- [What you will do]: Write each line word for word, from the line that contains "Would you mind pinning the starry" through the last line of the material below.

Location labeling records

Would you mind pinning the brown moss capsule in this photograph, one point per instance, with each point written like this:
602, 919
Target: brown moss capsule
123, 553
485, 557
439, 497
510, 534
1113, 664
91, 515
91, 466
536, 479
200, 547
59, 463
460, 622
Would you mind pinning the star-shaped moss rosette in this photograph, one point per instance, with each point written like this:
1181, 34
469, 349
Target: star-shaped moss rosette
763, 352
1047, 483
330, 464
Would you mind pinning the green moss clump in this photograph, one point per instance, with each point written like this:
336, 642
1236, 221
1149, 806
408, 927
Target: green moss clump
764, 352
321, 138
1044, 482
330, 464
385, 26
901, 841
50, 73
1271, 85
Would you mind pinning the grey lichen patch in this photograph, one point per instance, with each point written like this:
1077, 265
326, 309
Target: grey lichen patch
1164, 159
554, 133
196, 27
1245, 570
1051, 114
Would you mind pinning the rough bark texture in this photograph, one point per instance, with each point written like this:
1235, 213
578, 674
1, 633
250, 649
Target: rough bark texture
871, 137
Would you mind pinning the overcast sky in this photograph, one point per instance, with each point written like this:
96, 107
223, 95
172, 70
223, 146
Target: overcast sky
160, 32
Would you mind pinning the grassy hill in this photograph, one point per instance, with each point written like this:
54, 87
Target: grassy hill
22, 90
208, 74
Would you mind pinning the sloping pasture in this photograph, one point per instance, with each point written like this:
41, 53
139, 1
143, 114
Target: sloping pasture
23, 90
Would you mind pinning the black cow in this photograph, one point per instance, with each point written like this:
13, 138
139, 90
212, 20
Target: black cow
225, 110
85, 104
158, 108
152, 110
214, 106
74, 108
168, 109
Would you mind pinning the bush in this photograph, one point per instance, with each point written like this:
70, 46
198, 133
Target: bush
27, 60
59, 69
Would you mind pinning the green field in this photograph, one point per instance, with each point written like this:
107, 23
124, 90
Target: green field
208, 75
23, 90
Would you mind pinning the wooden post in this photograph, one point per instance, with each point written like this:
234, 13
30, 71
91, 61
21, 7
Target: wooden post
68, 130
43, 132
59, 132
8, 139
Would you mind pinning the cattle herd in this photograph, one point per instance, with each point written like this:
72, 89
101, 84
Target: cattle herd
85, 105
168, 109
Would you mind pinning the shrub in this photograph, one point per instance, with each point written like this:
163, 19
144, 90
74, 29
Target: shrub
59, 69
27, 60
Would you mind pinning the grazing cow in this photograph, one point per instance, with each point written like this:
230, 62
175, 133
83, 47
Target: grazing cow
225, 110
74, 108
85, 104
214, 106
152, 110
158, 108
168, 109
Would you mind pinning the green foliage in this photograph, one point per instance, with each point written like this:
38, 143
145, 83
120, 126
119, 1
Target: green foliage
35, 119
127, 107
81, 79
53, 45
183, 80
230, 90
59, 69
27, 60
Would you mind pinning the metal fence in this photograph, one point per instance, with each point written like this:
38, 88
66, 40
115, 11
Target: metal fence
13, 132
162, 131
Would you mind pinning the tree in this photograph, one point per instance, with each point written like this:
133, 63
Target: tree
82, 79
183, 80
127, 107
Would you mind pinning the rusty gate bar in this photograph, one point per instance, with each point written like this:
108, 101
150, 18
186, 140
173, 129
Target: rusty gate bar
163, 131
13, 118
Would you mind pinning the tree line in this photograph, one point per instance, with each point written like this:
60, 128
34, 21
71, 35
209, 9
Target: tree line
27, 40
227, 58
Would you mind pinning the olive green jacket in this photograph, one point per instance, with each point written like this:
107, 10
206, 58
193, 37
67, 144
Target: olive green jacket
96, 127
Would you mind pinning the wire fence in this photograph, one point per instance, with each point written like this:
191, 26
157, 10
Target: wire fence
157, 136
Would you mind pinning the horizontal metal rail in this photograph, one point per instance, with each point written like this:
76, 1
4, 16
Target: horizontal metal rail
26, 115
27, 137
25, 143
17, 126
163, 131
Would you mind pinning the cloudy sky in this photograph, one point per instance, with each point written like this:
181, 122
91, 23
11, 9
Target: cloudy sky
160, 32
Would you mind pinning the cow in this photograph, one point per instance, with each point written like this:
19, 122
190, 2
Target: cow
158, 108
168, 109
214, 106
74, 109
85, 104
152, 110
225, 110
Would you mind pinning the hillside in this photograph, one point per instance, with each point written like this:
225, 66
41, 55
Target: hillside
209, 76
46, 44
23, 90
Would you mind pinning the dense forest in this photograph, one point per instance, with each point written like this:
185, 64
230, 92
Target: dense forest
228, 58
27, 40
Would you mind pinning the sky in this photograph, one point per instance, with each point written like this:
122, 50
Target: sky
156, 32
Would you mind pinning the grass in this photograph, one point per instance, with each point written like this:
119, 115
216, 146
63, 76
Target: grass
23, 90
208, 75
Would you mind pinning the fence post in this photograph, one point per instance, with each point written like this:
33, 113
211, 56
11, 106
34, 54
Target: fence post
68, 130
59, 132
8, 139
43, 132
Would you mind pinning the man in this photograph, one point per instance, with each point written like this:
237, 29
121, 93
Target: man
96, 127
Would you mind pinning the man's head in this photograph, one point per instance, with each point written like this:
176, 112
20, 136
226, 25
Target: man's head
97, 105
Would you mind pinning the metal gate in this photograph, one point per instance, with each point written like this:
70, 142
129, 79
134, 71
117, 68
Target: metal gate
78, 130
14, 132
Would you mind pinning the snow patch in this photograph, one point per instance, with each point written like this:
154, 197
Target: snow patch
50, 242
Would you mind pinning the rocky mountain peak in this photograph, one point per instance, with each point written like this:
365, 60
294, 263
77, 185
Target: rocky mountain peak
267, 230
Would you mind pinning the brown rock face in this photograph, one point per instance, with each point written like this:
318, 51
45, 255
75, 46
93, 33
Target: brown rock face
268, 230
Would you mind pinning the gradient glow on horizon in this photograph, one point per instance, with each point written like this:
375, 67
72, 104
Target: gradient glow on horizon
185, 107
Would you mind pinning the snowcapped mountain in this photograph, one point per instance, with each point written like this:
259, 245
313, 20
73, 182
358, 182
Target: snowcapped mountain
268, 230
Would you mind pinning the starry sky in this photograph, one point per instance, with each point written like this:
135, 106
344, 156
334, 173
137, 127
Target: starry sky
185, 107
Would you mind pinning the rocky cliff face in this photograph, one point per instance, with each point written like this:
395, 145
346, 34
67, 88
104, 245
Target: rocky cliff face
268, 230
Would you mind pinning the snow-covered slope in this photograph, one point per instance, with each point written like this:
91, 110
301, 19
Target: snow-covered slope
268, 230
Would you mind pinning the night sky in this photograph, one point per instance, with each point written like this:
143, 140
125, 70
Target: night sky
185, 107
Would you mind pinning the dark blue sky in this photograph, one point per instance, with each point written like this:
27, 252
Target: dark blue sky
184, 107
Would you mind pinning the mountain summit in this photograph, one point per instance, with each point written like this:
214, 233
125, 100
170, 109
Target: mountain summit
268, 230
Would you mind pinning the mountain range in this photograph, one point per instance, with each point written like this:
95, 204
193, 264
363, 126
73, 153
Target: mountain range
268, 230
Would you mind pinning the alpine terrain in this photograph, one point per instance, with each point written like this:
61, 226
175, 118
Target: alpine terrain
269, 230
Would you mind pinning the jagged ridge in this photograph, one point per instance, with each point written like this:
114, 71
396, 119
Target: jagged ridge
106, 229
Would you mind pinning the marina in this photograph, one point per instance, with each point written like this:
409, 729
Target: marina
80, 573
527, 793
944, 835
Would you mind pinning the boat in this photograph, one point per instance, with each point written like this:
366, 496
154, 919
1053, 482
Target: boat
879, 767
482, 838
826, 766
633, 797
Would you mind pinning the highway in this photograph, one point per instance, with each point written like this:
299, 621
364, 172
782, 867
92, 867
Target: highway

- [Solution to this problem]:
Would you mind pinning the starry sky in this photograph, one point per instance, with each point written like this:
135, 106
344, 156
334, 173
137, 127
Target: starry sky
185, 107
Would you mind pinning the rocky cliff face in this photograph, one point per instance, with each point written like this:
395, 145
346, 34
67, 88
104, 245
Target: rocky cliff face
268, 230
Would you mind pinning the snow-covered slope in this photograph, one point per instance, with each point written like this:
91, 110
301, 19
Target: snow-covered slope
268, 230
Would you mind pinning the night sky in this photograph, one point per instance, with each point written like this:
143, 140
125, 70
Target: night sky
185, 107
Would you mind pinning the dark blue sky in this photograph, one point per instance, with each point written like this:
27, 252
Target: dark blue sky
184, 107
Would you mind pinning the mountain summit in this photograph, one point per instance, with each point written like this:
214, 233
125, 100
170, 109
Target: mountain summit
268, 230
Would you mind pinning the mountain range in this photograph, one point per instance, with each point written like this:
95, 204
193, 264
363, 126
73, 153
Target: mountain range
268, 230
Would you mind pinning the alpine terrain in this photograph, one point per instance, with each point written like this:
61, 226
175, 118
Target: alpine terrain
269, 230
Would you mind pinning the jagged ridge in this photograph, one point per instance, with each point written like this:
114, 71
396, 119
Target: jagged ridge
106, 229
Would you mind pinning the marina in this photograph, one point per instance, with each point written like this:
409, 729
Target: marina
80, 573
527, 793
944, 835
Would you mind pinning the boat in this photograph, one point per instance, with each point written like this:
366, 496
154, 919
1053, 482
Target: boat
879, 767
482, 838
826, 766
633, 797
Would you mind pinning the highway in this photograph, one point per instance, with each point written like this:
299, 621
364, 172
782, 867
92, 867
Target: highway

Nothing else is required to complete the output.